WHAT YOU HAVE TO DO:
Copy out every line below that contains the word "plant".

RECORDS SUPPLIED:
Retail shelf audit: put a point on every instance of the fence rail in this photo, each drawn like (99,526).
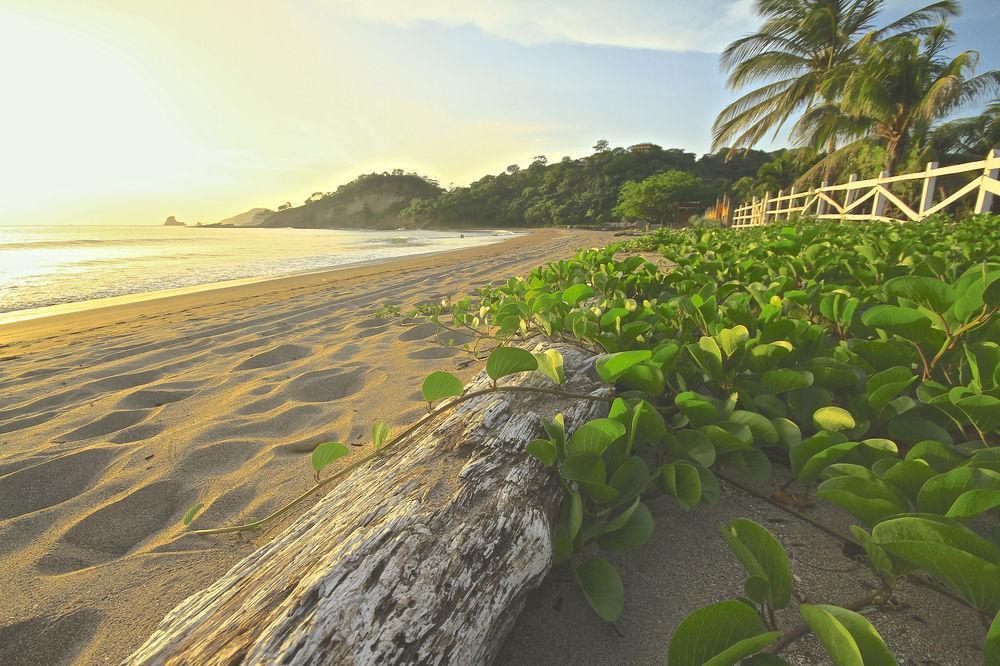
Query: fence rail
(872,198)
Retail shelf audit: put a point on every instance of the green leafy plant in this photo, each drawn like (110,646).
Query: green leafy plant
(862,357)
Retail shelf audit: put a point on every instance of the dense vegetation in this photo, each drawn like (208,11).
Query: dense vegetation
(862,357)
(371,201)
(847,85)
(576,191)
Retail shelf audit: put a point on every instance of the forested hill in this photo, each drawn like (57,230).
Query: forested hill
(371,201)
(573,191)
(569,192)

...

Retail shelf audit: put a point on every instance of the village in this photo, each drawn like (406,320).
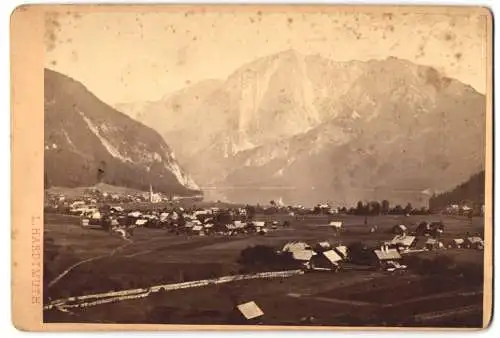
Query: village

RESPONSE FOR THIS EXERCISE:
Retail shelf audit: put a point on every instance of the green leafy plant in this photo, each drawn like (110,646).
Query: green leafy plant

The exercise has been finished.